◆ What you are asked to do
Rewrite the data below with every "distant building" changed to "distant structure" and everything else kept the same. Omit the pictures from your answer.

--- start Listed records ---

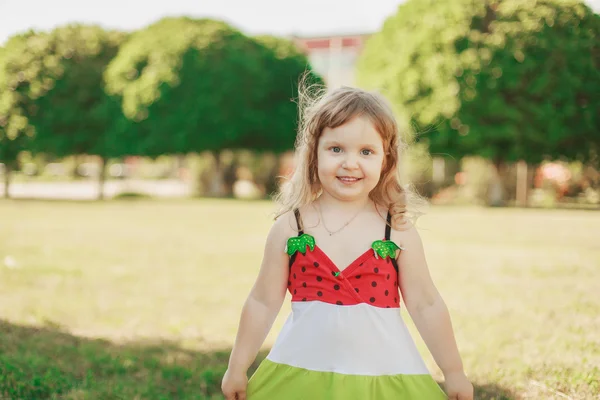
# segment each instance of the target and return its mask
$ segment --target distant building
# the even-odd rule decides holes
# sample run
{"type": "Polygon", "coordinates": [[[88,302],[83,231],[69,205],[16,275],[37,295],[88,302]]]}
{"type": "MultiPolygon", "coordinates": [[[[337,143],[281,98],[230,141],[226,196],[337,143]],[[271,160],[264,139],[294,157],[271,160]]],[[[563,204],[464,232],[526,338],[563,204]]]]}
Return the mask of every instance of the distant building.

--- end Listed records ---

◆ Solution
# segment each instance of the target and return its mask
$ segment --target distant structure
# the even-odd rule decides holes
# sample run
{"type": "Polygon", "coordinates": [[[88,302],[83,231],[69,205],[16,275],[37,295],[88,302]]]}
{"type": "MultiPolygon", "coordinates": [[[[337,143],[281,98],[230,141],[226,196],[337,143]],[[271,160],[264,139],[294,157],[271,160]]],[[[563,204],[464,232],[526,338],[563,204]]]]}
Return the mask of every instance of the distant structure.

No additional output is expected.